Set exercise
Please reproduce the records below exactly, everything from the line containing "326, row 254." down to the line containing "column 141, row 33", with both of those lines included.
-----
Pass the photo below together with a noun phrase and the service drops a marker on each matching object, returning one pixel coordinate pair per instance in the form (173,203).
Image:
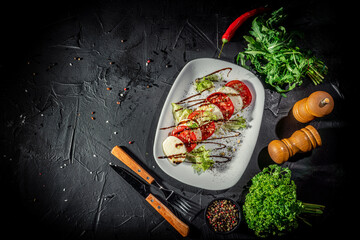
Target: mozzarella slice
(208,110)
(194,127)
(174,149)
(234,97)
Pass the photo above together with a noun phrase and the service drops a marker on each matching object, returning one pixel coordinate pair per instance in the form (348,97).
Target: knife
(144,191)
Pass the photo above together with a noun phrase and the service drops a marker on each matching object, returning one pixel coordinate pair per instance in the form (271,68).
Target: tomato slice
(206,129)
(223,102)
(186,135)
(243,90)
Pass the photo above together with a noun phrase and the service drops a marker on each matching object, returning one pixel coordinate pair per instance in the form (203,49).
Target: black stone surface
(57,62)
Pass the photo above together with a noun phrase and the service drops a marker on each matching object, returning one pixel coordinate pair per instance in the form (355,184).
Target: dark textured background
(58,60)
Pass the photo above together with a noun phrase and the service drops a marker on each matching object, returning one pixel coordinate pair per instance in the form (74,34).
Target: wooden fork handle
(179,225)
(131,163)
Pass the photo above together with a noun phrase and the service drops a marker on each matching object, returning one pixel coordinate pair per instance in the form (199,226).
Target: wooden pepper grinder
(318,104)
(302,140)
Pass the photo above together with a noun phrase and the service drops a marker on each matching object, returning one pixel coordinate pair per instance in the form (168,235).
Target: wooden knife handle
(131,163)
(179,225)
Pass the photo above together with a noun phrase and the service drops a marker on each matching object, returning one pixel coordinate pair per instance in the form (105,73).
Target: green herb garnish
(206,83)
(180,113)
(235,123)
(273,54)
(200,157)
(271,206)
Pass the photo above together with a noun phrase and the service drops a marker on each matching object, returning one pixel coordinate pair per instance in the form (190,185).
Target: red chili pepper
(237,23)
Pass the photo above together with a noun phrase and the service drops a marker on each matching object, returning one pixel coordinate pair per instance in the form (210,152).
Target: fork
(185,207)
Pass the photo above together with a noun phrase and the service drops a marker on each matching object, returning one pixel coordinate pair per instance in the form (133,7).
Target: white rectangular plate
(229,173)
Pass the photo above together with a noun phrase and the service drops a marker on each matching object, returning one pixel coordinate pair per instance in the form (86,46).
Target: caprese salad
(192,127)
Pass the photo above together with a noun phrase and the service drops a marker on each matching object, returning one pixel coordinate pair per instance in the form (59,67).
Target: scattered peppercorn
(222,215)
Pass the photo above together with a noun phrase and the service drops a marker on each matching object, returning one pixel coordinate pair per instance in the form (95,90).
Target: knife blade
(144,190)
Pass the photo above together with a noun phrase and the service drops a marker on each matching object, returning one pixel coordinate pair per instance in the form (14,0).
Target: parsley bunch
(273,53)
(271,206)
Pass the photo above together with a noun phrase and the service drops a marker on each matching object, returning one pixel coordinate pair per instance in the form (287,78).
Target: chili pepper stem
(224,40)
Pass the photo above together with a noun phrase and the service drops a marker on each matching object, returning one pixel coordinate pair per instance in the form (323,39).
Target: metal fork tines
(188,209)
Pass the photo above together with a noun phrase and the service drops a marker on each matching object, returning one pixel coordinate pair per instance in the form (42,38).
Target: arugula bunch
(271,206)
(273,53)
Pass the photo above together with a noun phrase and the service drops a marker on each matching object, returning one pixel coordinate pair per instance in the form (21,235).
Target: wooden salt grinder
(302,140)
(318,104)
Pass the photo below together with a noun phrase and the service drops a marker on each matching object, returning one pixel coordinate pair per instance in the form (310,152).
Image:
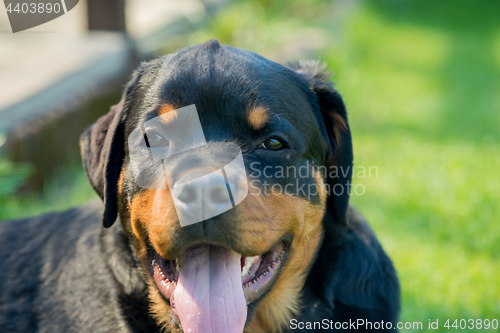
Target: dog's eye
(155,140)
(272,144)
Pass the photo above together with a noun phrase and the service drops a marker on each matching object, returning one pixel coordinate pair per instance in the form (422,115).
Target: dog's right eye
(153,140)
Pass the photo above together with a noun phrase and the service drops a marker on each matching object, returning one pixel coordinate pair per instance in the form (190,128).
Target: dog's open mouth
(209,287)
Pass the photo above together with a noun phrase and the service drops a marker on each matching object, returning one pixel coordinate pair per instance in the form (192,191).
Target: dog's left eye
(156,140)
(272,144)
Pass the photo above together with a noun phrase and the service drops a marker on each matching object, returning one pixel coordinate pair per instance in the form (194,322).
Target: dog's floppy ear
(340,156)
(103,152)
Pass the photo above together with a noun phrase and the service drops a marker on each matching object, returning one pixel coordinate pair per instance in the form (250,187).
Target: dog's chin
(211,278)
-----
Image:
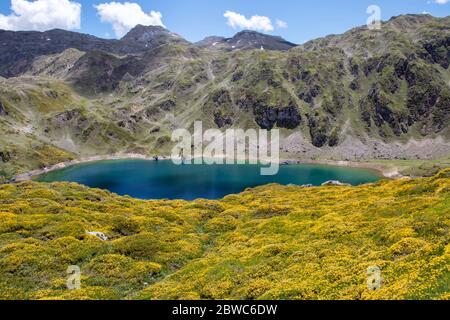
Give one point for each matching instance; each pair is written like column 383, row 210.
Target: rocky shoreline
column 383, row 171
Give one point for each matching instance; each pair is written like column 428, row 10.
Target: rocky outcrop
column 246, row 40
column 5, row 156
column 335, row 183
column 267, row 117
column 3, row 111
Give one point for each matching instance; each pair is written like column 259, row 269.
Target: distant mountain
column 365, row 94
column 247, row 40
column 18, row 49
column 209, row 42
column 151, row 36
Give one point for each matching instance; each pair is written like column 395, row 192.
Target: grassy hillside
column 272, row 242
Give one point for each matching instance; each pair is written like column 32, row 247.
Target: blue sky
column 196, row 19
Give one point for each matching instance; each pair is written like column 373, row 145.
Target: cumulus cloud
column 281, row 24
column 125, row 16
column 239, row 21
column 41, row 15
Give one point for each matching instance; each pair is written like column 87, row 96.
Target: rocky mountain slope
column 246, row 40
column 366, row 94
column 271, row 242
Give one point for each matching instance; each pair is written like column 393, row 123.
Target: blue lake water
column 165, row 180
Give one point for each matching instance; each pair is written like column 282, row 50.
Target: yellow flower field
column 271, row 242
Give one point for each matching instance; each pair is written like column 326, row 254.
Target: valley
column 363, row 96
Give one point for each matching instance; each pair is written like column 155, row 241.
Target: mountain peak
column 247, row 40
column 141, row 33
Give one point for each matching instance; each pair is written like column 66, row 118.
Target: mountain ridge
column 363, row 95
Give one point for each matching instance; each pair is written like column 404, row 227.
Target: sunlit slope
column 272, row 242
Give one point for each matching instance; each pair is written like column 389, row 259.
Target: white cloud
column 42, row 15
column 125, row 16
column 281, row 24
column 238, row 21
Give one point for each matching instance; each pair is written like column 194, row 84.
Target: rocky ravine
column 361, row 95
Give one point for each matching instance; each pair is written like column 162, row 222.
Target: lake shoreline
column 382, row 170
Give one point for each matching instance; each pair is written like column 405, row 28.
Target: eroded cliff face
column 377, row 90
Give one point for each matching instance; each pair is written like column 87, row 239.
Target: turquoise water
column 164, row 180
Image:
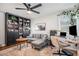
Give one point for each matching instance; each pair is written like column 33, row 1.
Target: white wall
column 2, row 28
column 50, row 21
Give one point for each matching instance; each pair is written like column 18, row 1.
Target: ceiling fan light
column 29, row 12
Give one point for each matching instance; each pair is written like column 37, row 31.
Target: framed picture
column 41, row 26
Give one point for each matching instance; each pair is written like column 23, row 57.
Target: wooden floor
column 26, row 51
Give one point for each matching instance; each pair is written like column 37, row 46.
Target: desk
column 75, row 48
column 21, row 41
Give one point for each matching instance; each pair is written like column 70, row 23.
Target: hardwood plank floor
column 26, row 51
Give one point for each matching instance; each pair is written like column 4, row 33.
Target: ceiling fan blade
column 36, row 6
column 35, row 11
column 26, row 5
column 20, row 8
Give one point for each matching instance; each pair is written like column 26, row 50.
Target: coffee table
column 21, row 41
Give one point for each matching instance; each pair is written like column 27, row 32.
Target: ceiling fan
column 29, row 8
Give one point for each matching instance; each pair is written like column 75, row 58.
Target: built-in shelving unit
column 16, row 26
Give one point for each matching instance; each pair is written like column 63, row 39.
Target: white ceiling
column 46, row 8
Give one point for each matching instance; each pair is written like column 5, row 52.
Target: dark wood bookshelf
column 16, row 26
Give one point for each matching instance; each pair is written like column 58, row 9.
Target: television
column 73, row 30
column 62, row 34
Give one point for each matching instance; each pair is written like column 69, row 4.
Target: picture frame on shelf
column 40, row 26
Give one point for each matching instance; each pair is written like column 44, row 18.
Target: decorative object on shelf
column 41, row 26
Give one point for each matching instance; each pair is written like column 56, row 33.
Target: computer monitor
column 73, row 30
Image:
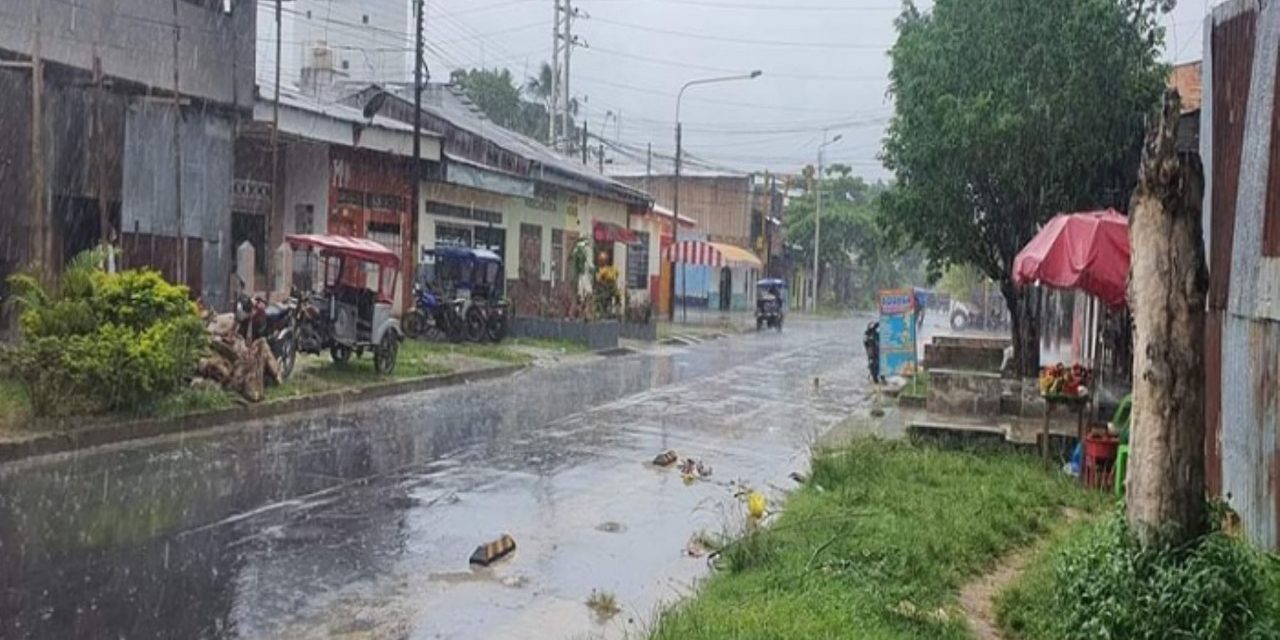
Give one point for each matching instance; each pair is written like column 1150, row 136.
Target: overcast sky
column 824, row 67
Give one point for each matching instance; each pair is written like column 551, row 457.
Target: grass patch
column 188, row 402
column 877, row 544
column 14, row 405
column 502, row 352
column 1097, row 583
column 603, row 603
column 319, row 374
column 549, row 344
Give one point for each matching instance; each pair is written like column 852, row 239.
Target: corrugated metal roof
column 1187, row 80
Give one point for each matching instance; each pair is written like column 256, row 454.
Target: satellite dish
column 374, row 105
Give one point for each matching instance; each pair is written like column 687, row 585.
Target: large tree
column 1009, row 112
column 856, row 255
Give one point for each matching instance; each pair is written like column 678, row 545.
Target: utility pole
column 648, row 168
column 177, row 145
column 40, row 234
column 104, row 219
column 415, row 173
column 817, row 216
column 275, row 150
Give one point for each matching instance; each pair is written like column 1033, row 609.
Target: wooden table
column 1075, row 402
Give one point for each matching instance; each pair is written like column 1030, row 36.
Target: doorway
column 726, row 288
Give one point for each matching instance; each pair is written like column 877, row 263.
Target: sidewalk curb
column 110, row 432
-----
Final result
Give one point for each matching instance; each pair is written like column 326, row 254.
Target: valley
column 363, row 96
Give one point for each matching instance; each pair is written like column 155, row 241.
Target: mountain peak
column 247, row 40
column 141, row 33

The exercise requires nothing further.